Document passage -
IBM is in court this week in a bid to shutdown an IBM-compatible cloud service that, it claims, infringes on its own mainframe intellectual property.

IBM argues that Zurich, Switzerland-based LzLabs unlawfully reverse-engineered its proprietary mainframe software in order to develop what it calls the Software-Defined Mainframe (SDM) – a technology enabling organisations to run IBM mainframe applications on open-source computing platforms, such as Linux in the cloud.

SDM was originally released in June 2016 following a decade of development. A number of tools, utilities and services were subsequently released to help customers their applications from IBM mainframes to modern computing environments without having to recompile the application.

IBM filed suit in March 2022.

"The SDM is a thin compatibility layer for customer applications originally built for execution on IBM mainframes. The SDM implements a compatible interface intended to enable the customer applications to be interoperable with current computing environments, such as Linux, x86, ARM and the cloud, without the customer applications having to be re-written and/or recompiled," according to LzLabs' Defence and Counterclaim document filed in the High Court.

LzLabs claims that its technology could free captive IBM users from the high costs of purchasing and running IBM mainframe hardware, software and services, offering them the possibility of running their IBM mainframe applications as a cloud service on commodity hardware instead.

IBM UK is suing LzLabs, its UK subsidiary that conducted the testing, and even key individuals associated with LzLabs, demanding that they withdraw SDM from the market.

However, LzLabs claims that it legitimately observed, studied and tested how customer applications interact with mainframes, and said that IBM has failed to provide evidence of any wrongdoing.

In its Defence document, LzLabs claims that IBM has failed to identify "any specific COBOL and PL/1 binary modules, data blocks and code fragments, IBM Customer Information Control System (CICS) and IBM Management System (IMS) binary modules and code fragments" that the company might have infringed.

LzLabs and its lawyers believe that British and European law is on its side, citing the EU Software Directive of 1991, most recently updated in May 2009. This remains codified in UK law, post-Brexit. This Directive harmonised software copyright laws across the EU, protecting software as a "literary work" under copyright law under the Berne Convention, but with a series of limitations to protect both users and promote competition.

Data records
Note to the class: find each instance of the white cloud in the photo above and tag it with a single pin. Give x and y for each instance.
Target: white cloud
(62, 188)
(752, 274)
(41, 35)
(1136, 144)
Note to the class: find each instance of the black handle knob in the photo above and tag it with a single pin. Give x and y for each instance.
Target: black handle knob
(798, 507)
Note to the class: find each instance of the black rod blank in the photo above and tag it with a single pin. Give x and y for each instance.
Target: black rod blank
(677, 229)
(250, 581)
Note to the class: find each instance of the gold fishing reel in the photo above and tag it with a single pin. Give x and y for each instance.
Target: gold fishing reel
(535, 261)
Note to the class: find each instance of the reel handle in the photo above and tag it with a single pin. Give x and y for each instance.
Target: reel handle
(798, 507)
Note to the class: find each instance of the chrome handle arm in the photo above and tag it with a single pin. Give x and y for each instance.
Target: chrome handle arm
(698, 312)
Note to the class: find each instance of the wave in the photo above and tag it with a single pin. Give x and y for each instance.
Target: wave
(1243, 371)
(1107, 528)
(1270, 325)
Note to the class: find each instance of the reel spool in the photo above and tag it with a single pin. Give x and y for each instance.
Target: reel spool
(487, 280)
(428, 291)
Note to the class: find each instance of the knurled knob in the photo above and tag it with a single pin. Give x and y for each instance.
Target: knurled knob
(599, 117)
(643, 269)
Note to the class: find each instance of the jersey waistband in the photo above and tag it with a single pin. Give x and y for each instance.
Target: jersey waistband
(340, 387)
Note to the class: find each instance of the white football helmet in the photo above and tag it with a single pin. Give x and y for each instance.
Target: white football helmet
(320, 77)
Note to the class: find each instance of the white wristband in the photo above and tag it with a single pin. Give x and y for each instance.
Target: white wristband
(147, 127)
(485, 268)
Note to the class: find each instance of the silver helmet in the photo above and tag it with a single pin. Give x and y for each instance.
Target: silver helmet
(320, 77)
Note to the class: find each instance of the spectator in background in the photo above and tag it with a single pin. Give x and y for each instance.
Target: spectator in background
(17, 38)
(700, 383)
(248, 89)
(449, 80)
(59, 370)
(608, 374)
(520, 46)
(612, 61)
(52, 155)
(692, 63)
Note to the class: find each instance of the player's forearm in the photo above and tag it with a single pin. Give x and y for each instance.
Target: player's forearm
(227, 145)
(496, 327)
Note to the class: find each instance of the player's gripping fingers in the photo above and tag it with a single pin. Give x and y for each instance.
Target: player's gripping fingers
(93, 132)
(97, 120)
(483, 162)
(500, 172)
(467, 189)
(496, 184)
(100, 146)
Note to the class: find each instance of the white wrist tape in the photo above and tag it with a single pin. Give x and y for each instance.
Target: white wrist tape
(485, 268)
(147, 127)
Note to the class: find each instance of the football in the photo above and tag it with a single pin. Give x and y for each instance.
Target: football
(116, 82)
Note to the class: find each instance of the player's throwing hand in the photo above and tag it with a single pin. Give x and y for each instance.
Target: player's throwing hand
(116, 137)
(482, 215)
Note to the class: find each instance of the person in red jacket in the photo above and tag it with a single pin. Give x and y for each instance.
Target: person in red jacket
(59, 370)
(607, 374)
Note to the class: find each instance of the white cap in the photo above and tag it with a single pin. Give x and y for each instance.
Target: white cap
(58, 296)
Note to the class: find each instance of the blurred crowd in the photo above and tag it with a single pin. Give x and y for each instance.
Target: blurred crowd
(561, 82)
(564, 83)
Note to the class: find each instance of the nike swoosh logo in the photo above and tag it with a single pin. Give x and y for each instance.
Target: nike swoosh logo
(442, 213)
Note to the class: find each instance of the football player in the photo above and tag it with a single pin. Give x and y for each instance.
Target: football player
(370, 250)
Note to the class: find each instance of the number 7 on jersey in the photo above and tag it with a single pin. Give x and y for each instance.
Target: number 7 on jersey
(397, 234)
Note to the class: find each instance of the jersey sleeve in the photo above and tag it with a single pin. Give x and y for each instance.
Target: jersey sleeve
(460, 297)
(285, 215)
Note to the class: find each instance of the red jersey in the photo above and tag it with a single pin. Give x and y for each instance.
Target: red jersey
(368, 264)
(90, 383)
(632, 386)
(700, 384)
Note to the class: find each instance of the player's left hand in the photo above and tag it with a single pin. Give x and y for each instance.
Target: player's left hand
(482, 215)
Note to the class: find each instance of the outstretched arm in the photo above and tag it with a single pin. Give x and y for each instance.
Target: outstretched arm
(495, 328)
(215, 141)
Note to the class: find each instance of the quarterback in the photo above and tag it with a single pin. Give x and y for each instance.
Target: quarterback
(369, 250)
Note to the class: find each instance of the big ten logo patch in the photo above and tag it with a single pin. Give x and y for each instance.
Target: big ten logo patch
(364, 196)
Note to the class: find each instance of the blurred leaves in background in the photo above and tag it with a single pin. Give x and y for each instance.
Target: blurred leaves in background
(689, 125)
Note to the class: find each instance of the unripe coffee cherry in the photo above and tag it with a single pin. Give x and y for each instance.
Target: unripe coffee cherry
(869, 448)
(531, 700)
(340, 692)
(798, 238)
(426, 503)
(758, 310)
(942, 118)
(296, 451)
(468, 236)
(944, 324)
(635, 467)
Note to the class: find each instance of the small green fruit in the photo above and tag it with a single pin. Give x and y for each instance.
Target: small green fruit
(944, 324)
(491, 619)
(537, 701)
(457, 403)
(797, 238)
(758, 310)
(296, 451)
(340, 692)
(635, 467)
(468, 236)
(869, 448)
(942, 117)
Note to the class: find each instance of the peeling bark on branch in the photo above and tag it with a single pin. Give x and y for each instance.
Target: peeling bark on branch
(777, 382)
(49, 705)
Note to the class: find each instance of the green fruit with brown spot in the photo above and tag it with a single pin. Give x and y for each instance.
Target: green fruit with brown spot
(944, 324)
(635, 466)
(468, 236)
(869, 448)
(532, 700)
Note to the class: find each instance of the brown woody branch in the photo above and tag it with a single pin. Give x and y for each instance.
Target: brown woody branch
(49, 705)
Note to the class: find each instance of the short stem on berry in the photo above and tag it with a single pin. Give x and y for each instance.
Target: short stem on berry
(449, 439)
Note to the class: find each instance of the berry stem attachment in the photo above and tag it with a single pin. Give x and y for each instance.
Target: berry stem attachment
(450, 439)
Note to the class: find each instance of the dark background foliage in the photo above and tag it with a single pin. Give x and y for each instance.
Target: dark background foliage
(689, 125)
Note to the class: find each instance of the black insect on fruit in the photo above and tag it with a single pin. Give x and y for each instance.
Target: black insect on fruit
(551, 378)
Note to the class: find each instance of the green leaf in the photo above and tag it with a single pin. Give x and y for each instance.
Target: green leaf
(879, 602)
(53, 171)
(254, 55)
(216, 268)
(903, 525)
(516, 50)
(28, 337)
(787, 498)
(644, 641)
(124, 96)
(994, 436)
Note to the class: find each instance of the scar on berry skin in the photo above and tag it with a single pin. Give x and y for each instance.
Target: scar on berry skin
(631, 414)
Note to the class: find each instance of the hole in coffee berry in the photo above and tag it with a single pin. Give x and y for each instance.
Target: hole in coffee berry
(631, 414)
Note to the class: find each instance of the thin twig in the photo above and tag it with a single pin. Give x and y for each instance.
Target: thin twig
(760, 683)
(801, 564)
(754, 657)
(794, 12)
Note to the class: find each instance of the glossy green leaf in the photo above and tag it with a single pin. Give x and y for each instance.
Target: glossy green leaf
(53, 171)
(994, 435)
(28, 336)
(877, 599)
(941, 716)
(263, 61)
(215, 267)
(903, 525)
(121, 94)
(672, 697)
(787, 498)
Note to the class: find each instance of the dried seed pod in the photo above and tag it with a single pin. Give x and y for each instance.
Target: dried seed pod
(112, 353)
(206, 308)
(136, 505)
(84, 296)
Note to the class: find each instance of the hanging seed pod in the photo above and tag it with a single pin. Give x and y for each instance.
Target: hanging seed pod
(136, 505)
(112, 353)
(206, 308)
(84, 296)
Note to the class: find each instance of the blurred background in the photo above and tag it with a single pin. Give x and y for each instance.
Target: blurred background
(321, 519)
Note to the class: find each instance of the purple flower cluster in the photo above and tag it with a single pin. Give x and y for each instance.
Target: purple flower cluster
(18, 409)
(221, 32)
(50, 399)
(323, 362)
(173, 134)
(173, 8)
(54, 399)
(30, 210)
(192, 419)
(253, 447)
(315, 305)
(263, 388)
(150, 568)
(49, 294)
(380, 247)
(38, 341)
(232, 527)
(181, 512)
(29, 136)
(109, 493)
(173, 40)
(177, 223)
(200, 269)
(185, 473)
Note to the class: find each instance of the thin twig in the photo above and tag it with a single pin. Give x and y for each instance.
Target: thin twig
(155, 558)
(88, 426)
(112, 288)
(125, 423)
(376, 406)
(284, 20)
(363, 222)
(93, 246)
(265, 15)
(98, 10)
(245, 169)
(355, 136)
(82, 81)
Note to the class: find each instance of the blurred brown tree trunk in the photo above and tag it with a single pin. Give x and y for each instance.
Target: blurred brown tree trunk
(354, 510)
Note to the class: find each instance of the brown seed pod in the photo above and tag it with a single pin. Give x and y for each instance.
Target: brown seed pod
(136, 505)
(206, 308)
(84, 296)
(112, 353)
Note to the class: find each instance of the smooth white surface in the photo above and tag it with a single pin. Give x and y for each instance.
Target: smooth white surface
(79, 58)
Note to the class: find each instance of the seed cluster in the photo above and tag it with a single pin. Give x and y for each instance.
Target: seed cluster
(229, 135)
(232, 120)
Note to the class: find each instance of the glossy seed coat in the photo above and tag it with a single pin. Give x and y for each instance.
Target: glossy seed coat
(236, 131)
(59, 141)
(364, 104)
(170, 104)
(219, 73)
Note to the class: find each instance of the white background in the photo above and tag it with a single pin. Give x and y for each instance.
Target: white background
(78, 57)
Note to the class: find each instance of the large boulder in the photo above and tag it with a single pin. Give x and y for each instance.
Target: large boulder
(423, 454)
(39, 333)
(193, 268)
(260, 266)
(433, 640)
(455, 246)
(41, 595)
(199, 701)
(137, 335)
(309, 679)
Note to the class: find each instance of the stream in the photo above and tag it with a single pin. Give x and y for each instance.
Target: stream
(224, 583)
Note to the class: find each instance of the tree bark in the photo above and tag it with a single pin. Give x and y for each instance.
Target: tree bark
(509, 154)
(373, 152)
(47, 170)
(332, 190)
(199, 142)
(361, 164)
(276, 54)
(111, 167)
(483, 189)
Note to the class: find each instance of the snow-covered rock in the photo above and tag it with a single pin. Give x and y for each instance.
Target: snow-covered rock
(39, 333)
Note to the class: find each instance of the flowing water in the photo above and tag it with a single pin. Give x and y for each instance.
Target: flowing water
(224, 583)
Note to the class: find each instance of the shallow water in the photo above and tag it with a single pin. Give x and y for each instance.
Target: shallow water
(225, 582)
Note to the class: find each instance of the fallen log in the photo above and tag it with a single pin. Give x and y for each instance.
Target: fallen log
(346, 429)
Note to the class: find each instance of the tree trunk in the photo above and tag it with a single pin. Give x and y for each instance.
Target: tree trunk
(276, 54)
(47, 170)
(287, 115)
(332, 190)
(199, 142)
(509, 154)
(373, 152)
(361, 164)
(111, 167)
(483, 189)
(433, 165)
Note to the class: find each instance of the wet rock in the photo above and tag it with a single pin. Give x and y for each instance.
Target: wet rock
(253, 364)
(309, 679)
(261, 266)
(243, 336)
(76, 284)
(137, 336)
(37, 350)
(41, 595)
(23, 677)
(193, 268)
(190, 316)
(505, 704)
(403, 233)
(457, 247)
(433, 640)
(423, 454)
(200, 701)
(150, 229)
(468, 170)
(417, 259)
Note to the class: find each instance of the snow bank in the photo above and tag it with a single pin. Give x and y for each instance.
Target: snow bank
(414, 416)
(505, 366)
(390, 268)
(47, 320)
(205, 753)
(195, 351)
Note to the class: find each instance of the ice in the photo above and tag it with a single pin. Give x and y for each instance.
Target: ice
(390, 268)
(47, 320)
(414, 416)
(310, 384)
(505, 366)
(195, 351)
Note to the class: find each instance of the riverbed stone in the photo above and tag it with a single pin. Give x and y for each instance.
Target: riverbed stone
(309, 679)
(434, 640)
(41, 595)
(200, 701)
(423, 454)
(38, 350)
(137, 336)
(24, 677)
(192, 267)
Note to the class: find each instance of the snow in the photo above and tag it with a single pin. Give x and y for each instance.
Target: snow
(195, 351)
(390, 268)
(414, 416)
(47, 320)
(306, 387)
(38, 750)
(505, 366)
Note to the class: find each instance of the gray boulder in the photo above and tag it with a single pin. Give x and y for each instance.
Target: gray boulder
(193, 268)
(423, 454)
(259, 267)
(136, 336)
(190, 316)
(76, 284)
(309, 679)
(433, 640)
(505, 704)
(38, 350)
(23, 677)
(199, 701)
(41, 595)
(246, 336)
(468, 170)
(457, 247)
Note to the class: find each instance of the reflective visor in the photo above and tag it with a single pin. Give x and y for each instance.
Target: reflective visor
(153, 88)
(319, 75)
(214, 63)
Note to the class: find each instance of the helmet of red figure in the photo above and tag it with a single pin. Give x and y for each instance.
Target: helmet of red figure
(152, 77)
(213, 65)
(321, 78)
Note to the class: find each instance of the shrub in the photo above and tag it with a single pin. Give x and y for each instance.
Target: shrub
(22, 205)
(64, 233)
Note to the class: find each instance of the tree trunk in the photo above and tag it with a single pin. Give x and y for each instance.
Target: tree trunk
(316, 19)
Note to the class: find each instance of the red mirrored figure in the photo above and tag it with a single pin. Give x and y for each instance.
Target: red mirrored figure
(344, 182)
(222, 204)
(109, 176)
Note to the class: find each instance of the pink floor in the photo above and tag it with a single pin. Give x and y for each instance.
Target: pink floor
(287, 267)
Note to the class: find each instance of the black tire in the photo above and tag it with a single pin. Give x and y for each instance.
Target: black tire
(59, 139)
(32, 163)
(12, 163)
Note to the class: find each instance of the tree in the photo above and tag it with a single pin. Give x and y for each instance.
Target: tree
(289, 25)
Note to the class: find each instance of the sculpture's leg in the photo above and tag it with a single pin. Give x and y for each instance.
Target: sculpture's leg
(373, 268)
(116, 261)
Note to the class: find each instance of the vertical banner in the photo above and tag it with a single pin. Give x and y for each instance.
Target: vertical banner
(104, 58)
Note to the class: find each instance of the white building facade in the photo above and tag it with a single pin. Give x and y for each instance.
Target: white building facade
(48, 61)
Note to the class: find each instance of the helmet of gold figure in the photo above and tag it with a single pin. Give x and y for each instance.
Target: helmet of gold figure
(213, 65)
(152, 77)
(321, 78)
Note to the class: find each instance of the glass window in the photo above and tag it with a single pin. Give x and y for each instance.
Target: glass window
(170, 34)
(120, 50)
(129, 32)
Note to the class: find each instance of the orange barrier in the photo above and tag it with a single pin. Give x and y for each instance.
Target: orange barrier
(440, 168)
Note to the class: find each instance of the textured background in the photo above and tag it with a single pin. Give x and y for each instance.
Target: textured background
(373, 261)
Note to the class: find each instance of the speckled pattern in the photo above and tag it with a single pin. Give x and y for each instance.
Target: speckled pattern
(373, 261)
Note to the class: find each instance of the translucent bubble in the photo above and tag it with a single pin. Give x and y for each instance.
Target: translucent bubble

What to work on -
1/ According to the article on IBM's lawsuit against LzLabs, when did IBM file suit?
2/ Do these statements agree with the article on IBM's lawsuit against LzLabs? Answer yes or no for each, quoting the deciding words of the article. (a) LzLabs is based in Zurich, Switzerland. (b) SDM was first released in 2009. (c) The EU Software Directive remains codified in UK law after Brexit.
3/ Quote the article on IBM's lawsuit against LzLabs from "IBM argues that" to "in March 2022.".

Outputs in order -
1/ IBM filed suit in March 2022.

2/
(a) Yes: "Zurich, Switzerland-based LzLabs"
(b) No: "SDM was originally released in June 2016 following a decade of development."
(c) Yes: "This remains codified in UK law, post-Brexit."

3/
IBM argues that Zurich, Switzerland-based LzLabs unlawfully reverse-engineered its proprietary mainframe software in order to develop what it calls the Software-Defined Mainframe (SDM) – a technology enabling organisations to run IBM mainframe applications on open-source computing platforms, such as Linux in the cloud.

SDM was originally released in June 2016 following a decade of development. A number of tools, utilities and services were subsequently released to help customers their applications from IBM mainframes to modern computing environments without having to recompile the application.

IBM filed suit in March 2022.